Work required
Set down each of the records below exactly as it reads. No pictures go into the copy.

Source data
- Opening Delimiter -
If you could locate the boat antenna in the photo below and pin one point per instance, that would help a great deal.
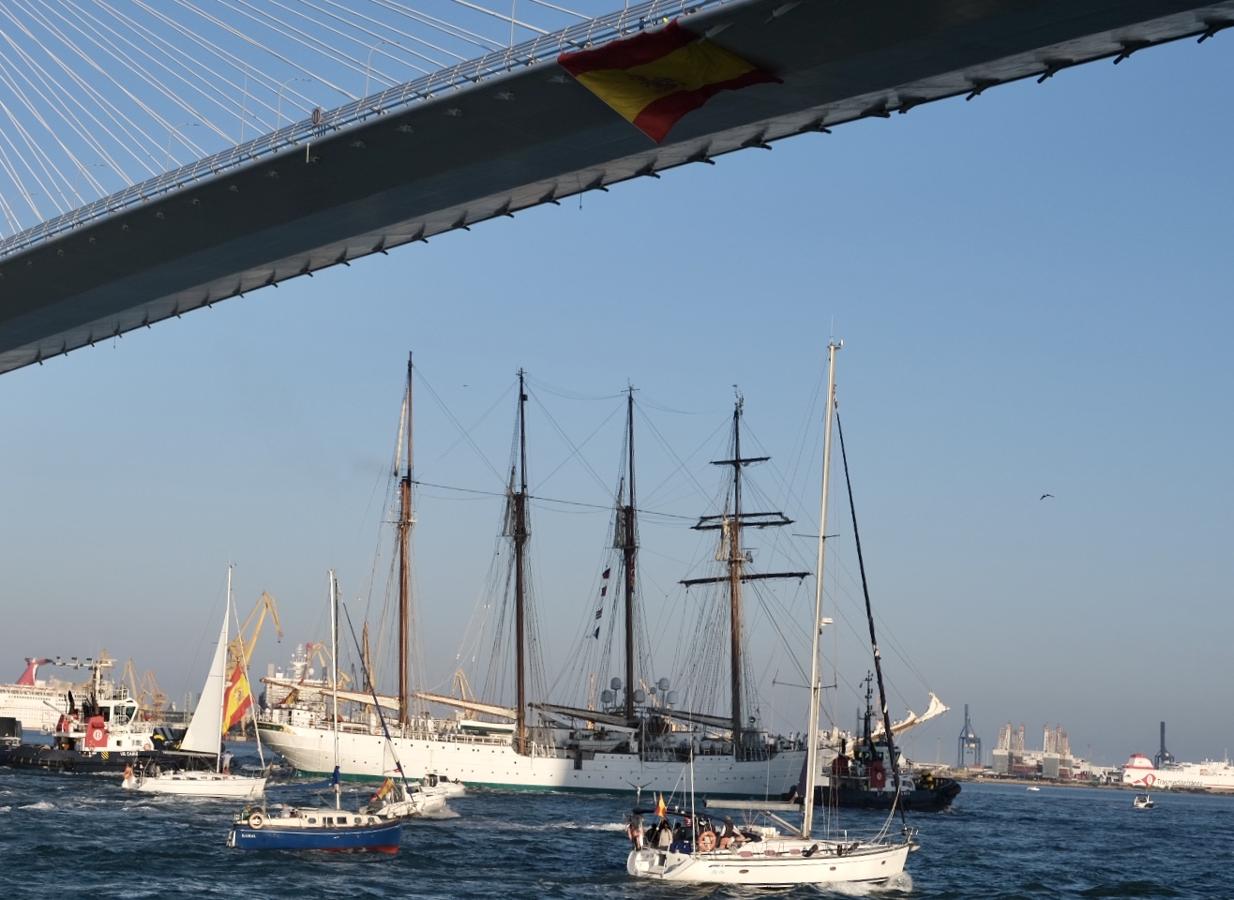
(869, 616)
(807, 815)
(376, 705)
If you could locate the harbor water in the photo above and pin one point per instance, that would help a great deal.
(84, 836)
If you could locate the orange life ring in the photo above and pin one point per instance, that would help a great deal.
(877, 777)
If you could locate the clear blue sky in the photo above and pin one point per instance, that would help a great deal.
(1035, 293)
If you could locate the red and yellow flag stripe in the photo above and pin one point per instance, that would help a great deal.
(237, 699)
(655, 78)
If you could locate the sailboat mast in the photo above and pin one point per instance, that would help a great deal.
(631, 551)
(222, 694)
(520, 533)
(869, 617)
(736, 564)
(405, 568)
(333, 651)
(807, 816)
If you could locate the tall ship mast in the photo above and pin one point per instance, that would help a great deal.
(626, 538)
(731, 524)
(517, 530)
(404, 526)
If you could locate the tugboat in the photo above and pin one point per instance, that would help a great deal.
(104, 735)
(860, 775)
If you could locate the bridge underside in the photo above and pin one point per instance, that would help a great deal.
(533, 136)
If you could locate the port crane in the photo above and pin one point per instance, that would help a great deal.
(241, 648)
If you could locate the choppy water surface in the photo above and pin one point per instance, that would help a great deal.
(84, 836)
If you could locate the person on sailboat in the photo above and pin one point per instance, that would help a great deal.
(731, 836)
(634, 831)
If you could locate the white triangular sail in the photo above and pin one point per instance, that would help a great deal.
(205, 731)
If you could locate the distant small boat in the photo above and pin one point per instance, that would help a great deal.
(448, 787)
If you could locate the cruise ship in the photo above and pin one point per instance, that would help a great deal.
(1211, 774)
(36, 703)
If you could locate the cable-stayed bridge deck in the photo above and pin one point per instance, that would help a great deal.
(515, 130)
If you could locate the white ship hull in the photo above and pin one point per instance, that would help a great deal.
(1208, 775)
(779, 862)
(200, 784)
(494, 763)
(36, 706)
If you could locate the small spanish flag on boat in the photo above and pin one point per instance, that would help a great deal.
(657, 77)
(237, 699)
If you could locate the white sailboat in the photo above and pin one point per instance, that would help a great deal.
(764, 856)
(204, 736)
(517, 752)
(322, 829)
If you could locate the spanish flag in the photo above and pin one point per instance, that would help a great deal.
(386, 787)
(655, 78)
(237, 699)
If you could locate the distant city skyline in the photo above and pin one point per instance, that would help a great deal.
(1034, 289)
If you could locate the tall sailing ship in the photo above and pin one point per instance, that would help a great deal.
- Closing Delimiter -
Solution to this problem
If you could locate the boat antenna in the photo below and pin one point per instance, that would help a great deal.
(869, 616)
(807, 815)
(376, 705)
If you could locate the harbor water in the photo above and pin one point per instance, that would help a great deal.
(84, 836)
If you could locate the orange life ring in the photo above and pin one point per instance, that would help a great deal.
(877, 777)
If you could locate the clear blue sky in the photo above and pin one point per instance, that would help a great deal.
(1035, 293)
If you could locate the red and yellow flag stripe in the photo above and pin one point per instance, that would help a great deal.
(237, 699)
(655, 78)
If you could locate the sailboat mast in the photo above and pin one point per instance, that would help a great deal.
(631, 551)
(222, 694)
(520, 533)
(869, 617)
(736, 564)
(405, 568)
(333, 651)
(807, 816)
If you could locate the tall ship mast in the photo above and pin one point per instance, that would help a great deal.
(626, 538)
(731, 524)
(517, 530)
(404, 526)
If you could locate the tugboat in the photo above and pin one point per instance, that would help a great deal.
(104, 735)
(860, 775)
If you could locate the bridge underside in the photo above and pin one point per instance, that would help a great deal.
(533, 136)
If you could locate the port crane in the photo above and pin one point per instance, that would help a great deal.
(241, 648)
If you could locate the choppy water surface in the photo above and pin one point per instance, that would help a great deal.
(84, 836)
If you could locate the person on sailboat in the photo above and pin one point per instance, that would help a great deal.
(731, 836)
(634, 831)
If you could locate the white triangular sail in the photo above and pin one point per instance, that would help a great deal.
(205, 731)
If you could locate the distant small boat in the photo above and pin one point per instance, that would help a great deal.
(448, 787)
If you could locate the cruise ship in the photo above and pin one point per instance, that would help a great deal.
(1211, 774)
(36, 703)
If you could locate the cable-stayed bridge deck in the photo above and pin one point per instance, that would help a great deal.
(515, 130)
If you could locate the white ship hull in the photo above and pin one point per instance, that would help a great deal.
(1208, 775)
(779, 862)
(200, 784)
(494, 763)
(36, 706)
If you could locate the small spanish flag on boat in the photo above and pin one point per instance, that would help a great deal.
(657, 77)
(237, 699)
If you could locate the white sailboat in the photo above and pin one point per instance, that would help a great deal.
(764, 856)
(204, 736)
(517, 752)
(322, 829)
If you could locate the spanish flag in the photo above and pin one point per instance, that would help a great deal.
(386, 787)
(655, 78)
(237, 699)
If you could locate the distant city skyline in the photo above and pin one point per instance, that would help a great deal.
(1034, 289)
If you could locate the tall sailing ship in the photo above and pin one point per instance, that would help a great deal.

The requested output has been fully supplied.